- Objective
Reproduce the following records verbatim, with no changes of any kind.

- Stored data entries

--- --- ---

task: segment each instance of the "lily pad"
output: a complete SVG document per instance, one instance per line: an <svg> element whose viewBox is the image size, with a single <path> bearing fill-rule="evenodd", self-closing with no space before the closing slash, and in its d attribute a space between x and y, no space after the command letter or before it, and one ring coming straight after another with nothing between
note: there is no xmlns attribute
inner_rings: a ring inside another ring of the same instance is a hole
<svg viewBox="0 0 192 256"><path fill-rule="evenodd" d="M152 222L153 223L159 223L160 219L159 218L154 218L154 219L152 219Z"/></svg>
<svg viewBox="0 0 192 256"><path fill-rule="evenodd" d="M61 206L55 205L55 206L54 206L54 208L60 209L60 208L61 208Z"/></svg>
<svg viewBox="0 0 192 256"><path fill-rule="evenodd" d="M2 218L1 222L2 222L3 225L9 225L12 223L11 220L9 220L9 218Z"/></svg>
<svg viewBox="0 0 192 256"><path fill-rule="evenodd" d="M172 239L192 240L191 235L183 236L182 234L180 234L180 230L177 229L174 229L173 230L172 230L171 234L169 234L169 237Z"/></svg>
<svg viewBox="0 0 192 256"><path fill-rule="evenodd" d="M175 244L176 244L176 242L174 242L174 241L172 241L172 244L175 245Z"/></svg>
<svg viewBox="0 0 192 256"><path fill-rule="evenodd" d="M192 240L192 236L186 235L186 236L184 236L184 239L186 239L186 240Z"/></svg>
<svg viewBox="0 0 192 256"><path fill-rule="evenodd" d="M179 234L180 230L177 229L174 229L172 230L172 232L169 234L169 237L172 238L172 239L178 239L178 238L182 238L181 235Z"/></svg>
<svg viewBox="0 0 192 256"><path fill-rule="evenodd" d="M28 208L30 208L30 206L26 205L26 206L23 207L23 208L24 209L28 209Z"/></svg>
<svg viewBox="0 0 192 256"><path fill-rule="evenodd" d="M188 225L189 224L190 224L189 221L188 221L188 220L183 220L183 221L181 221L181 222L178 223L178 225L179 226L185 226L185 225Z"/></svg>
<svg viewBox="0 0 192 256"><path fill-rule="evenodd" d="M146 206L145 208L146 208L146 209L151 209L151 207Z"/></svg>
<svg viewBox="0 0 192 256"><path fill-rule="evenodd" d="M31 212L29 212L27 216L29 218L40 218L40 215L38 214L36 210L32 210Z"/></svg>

--- --- ---

- Result for this exercise
task: segment each instance of the "lily pad"
output: a complete SVG document per instance, one instance per line: an <svg> element whose viewBox is the image size, with a single <path> bearing fill-rule="evenodd", self-closing with no space before the closing slash, and in its d attribute a space between x and y, no space after the command letter or before it, and one ring coming straight after another with nothing between
note: there is no xmlns attribute
inner_rings: a ring inside another ring of the same instance is a hole
<svg viewBox="0 0 192 256"><path fill-rule="evenodd" d="M152 222L153 223L159 223L160 219L159 218L154 218L154 219L152 219Z"/></svg>
<svg viewBox="0 0 192 256"><path fill-rule="evenodd" d="M61 206L55 205L55 206L54 206L54 208L60 209L60 208L61 208Z"/></svg>
<svg viewBox="0 0 192 256"><path fill-rule="evenodd" d="M2 218L1 222L2 222L3 225L9 225L12 223L11 220L9 220L9 218Z"/></svg>
<svg viewBox="0 0 192 256"><path fill-rule="evenodd" d="M172 239L192 240L191 235L183 236L182 234L180 234L180 230L177 229L174 229L173 230L172 230L171 234L169 234L169 237Z"/></svg>
<svg viewBox="0 0 192 256"><path fill-rule="evenodd" d="M175 244L176 244L176 242L174 242L174 241L172 241L172 244L175 245Z"/></svg>
<svg viewBox="0 0 192 256"><path fill-rule="evenodd" d="M192 240L192 236L186 235L186 236L184 236L184 239L186 239L186 240Z"/></svg>
<svg viewBox="0 0 192 256"><path fill-rule="evenodd" d="M179 234L180 230L177 229L174 229L172 230L172 232L169 234L169 237L172 238L172 239L178 239L178 238L182 238L181 235Z"/></svg>
<svg viewBox="0 0 192 256"><path fill-rule="evenodd" d="M28 208L30 208L30 206L26 205L26 206L23 207L23 208L24 209L28 209Z"/></svg>
<svg viewBox="0 0 192 256"><path fill-rule="evenodd" d="M188 225L189 224L190 224L189 221L188 221L188 220L183 220L183 221L181 221L181 222L178 223L178 225L179 226L185 226L185 225Z"/></svg>
<svg viewBox="0 0 192 256"><path fill-rule="evenodd" d="M146 206L145 208L146 208L146 209L151 209L151 207Z"/></svg>
<svg viewBox="0 0 192 256"><path fill-rule="evenodd" d="M31 212L29 212L27 216L29 218L40 218L40 215L38 214L36 210L32 210Z"/></svg>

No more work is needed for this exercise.